Data for this task:
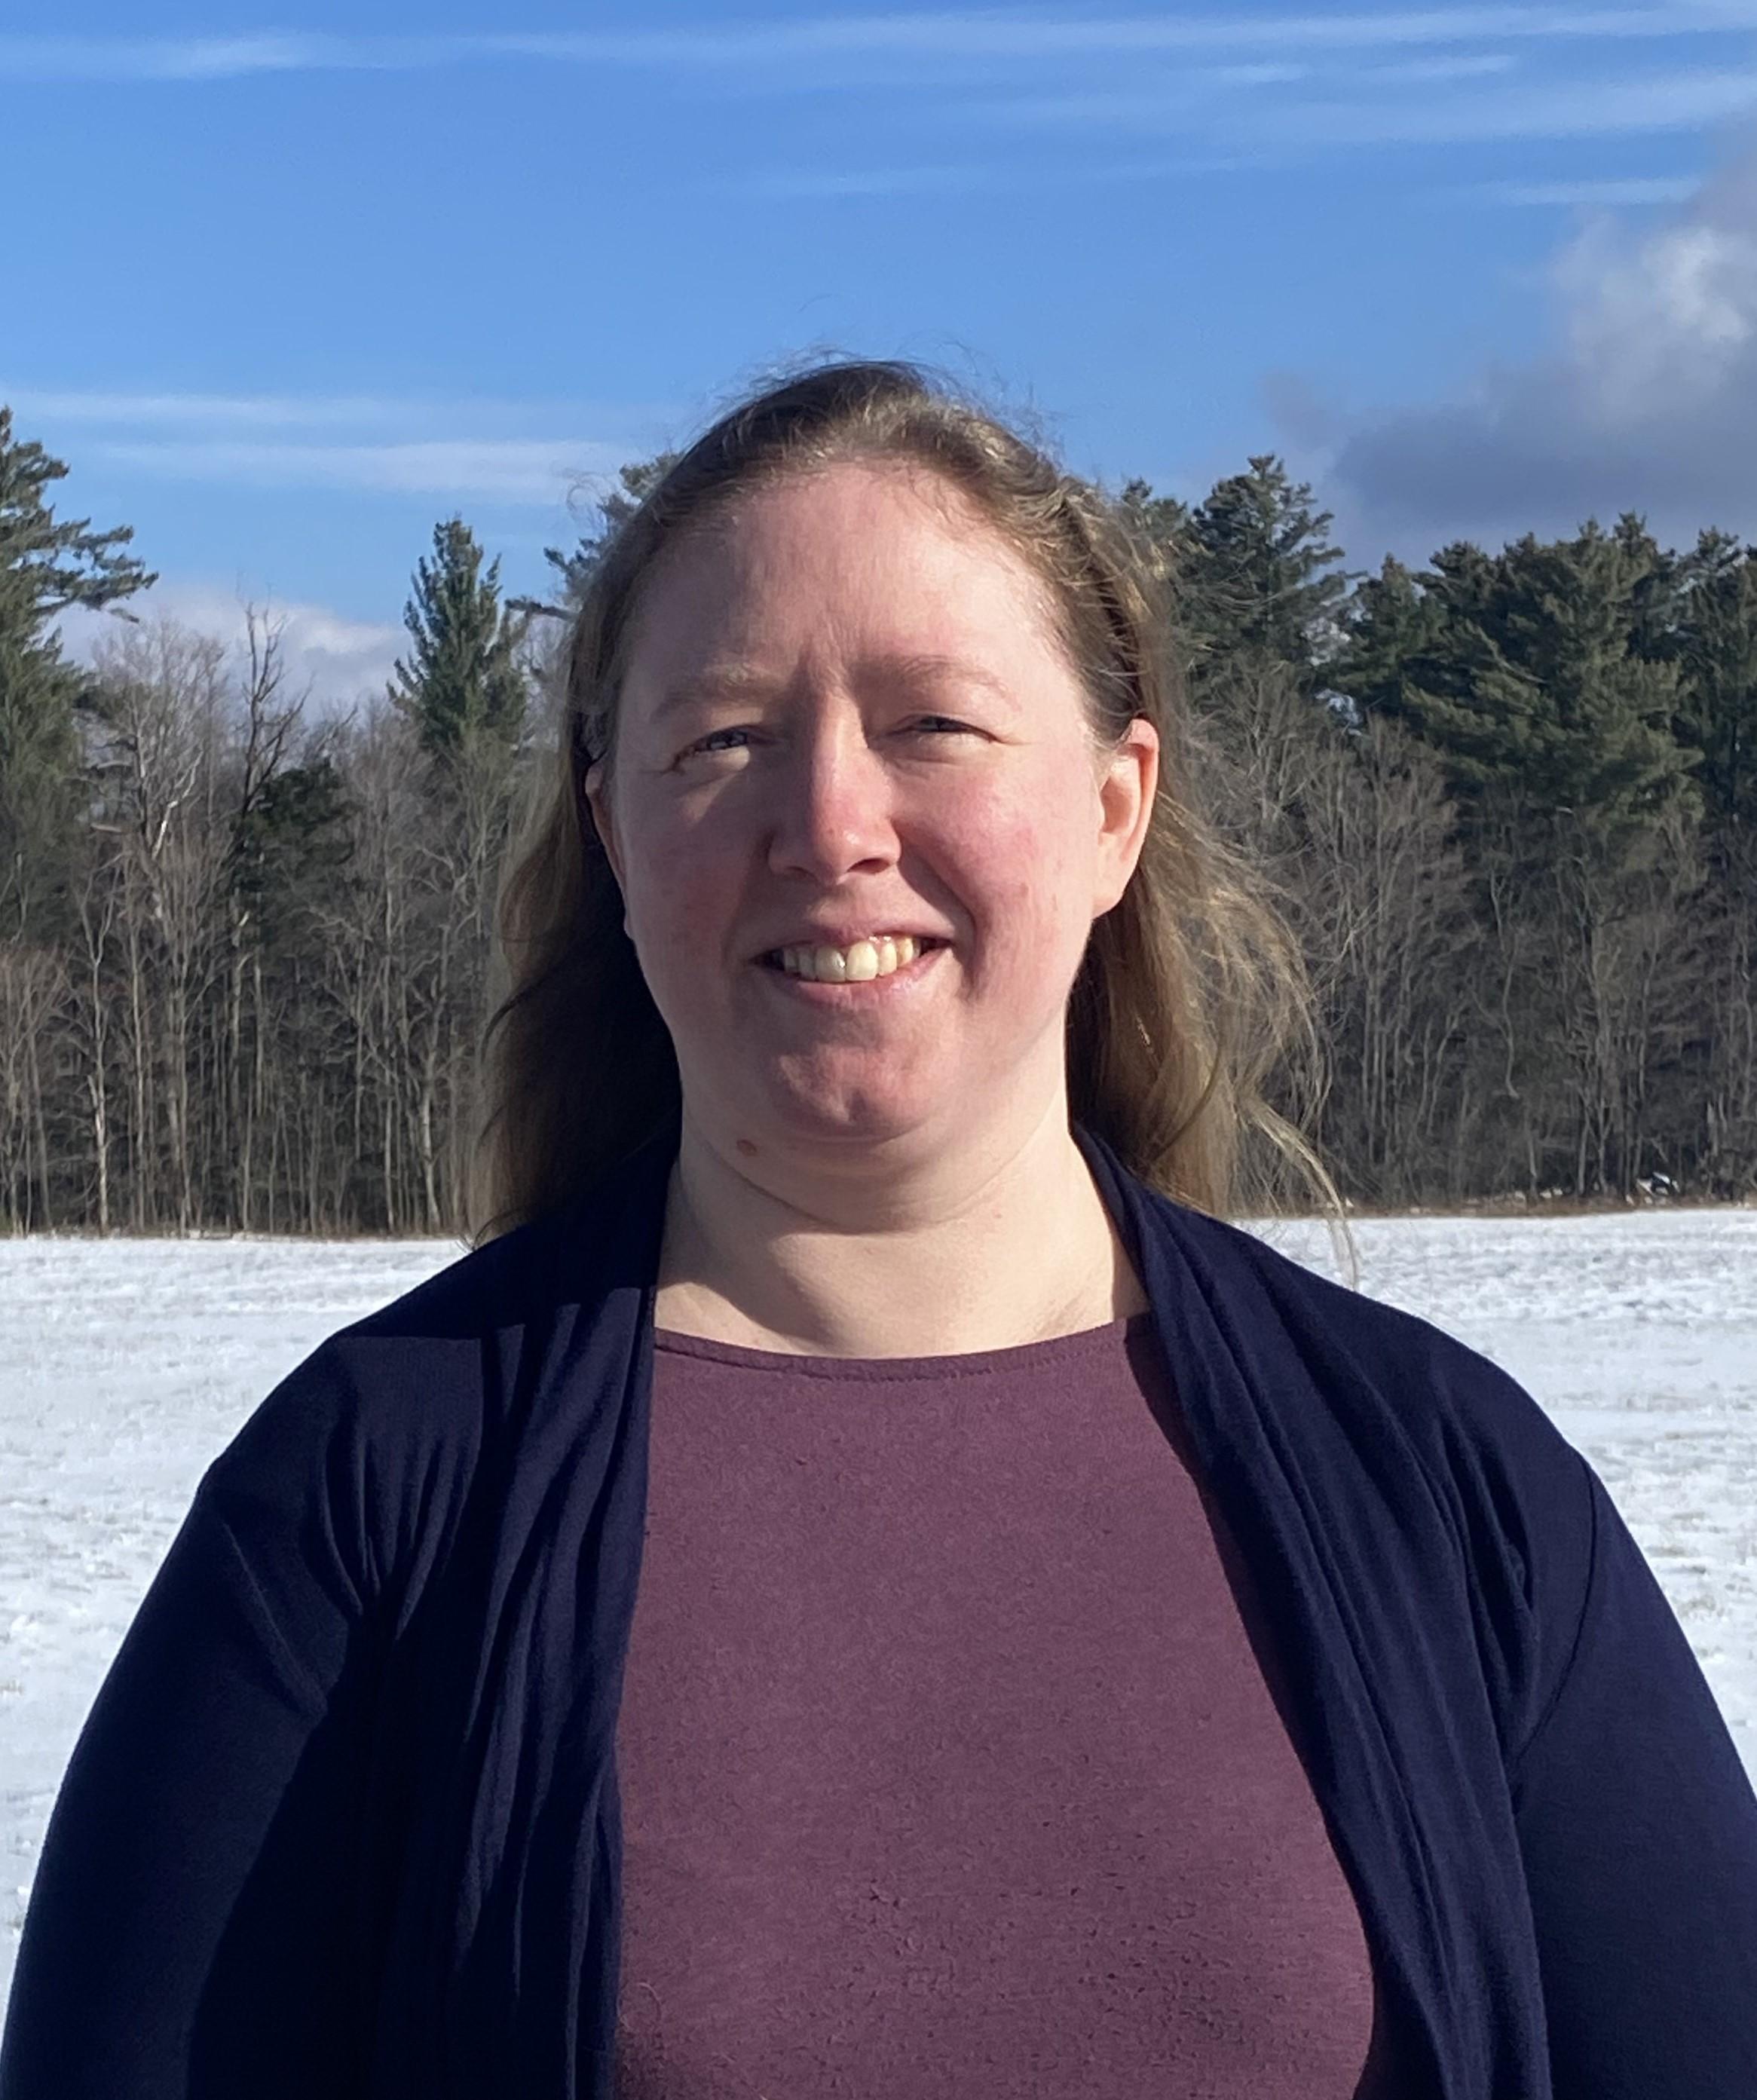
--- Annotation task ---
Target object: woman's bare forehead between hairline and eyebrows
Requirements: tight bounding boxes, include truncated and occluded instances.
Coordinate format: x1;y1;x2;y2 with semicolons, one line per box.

==

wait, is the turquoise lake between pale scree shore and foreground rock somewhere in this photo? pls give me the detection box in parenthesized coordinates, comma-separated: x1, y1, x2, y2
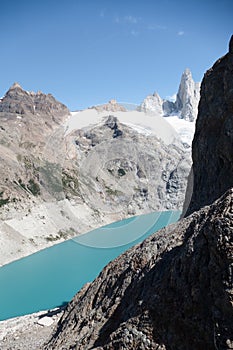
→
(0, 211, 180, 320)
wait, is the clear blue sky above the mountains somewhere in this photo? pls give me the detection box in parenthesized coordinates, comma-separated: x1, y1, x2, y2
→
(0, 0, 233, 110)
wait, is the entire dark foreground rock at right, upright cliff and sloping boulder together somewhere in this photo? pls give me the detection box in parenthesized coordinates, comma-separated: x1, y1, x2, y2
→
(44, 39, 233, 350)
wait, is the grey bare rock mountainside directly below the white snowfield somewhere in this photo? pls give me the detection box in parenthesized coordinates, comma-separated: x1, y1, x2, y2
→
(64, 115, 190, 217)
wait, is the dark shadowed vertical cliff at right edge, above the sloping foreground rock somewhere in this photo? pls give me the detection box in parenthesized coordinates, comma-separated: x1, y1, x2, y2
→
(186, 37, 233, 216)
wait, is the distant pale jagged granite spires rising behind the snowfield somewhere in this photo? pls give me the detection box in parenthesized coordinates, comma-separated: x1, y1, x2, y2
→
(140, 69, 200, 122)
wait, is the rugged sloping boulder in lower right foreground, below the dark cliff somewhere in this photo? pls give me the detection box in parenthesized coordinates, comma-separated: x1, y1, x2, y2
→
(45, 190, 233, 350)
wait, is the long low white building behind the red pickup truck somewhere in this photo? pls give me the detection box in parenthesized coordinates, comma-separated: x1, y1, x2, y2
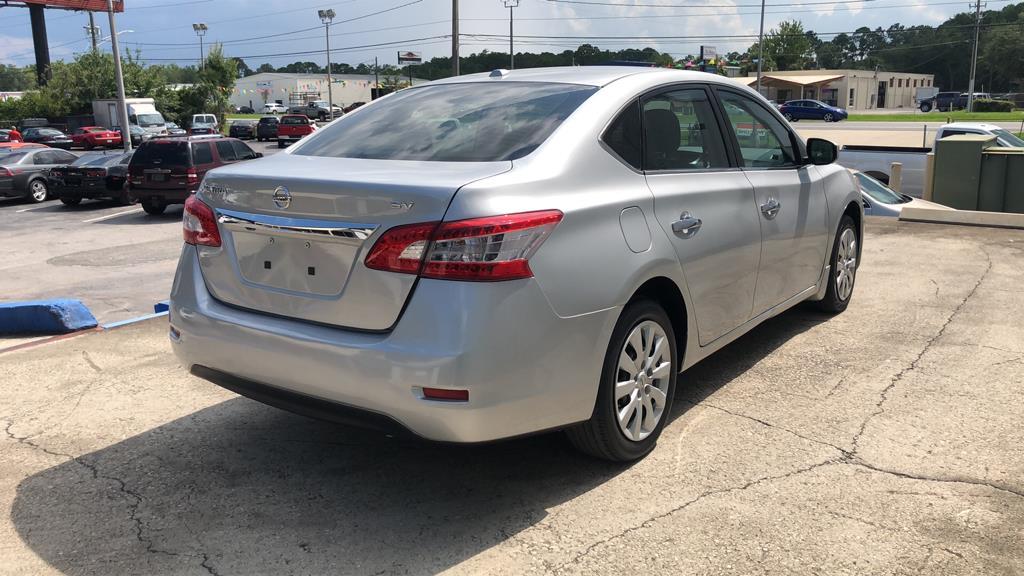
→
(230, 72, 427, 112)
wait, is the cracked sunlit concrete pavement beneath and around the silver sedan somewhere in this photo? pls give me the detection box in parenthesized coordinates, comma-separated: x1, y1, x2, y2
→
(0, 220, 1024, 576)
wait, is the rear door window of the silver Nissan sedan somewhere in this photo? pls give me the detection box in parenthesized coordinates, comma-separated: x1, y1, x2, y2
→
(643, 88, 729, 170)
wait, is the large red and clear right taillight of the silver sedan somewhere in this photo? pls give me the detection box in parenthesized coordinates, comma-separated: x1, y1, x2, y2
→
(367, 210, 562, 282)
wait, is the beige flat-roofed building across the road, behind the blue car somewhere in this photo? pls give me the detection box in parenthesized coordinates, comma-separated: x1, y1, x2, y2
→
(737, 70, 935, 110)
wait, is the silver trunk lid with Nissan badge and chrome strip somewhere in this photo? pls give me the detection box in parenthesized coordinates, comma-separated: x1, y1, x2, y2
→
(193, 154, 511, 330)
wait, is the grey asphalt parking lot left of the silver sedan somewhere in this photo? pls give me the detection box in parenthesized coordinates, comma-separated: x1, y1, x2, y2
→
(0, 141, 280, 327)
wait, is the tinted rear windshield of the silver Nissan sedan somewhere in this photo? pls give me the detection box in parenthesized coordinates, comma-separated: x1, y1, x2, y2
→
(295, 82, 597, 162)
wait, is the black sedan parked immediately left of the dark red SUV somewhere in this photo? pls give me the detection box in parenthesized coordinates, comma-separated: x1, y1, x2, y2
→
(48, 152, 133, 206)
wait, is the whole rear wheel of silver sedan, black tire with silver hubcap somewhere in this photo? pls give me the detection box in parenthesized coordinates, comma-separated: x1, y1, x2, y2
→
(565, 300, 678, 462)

...

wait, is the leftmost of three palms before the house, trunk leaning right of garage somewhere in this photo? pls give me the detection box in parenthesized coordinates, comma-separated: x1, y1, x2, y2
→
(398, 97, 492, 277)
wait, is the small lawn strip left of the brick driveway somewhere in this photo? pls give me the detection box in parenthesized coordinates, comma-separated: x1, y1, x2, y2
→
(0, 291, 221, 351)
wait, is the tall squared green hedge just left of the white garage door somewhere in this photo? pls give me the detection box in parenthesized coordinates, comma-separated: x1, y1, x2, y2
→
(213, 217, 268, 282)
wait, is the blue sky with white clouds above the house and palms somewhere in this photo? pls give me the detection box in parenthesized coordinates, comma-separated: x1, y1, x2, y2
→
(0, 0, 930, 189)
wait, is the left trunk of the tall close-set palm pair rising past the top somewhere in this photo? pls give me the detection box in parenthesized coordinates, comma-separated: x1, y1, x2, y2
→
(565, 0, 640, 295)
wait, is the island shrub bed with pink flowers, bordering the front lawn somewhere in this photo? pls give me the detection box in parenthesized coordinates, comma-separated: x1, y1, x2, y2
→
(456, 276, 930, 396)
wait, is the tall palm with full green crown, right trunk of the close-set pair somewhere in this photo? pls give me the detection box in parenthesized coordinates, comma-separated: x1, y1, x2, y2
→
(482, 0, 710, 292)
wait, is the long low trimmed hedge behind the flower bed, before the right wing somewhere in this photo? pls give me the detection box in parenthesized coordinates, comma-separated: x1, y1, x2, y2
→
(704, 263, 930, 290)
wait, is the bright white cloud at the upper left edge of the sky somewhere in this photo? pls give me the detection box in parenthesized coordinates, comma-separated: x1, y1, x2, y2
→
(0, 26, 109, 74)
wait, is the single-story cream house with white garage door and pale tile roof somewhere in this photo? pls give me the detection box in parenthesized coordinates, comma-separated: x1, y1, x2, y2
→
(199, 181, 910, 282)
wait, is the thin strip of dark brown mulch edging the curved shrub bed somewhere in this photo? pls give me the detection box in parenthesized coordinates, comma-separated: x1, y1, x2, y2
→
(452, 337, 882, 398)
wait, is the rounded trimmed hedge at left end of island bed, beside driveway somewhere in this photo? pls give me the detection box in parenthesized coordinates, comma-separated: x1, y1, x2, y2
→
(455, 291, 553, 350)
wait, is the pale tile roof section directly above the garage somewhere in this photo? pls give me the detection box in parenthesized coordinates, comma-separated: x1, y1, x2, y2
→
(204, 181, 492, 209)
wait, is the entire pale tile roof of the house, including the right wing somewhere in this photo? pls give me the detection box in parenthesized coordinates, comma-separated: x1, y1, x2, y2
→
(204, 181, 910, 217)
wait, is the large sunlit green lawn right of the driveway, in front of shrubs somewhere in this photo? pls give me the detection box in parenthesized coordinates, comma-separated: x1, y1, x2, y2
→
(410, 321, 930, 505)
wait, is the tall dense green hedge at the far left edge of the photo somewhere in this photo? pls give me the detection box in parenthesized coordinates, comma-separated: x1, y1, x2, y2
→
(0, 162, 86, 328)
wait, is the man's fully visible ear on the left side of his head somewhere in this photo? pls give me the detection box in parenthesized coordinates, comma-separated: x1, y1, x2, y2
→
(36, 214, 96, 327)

Assignment: Would you please return every line in the listing where "above" shows up?

Completed exercise:
wait, is the clear blue sky above the mountains somewhere in this photo? pls give me the detection box in parenthesized coordinates, comma-separated: x1, y1, x2, y2
wait, is the dark shadowed vertical cliff at right edge, above the sloping foreground rock somewhere in this photo? pls give me the detection box in parenthesized coordinates, comma-separated: x1, y1, x2, y2
wait, is the blue sky with white clouds above the house and palms somewhere in this photo? pls give me the detection box in parenthesized coordinates, comma-separated: x1, y1, x2, y2
wait, is the pale tile roof section directly above the garage somewhere in this photo? pls give me the detection box in parenthesized coordinates, comma-separated: x1, y1, x2, y2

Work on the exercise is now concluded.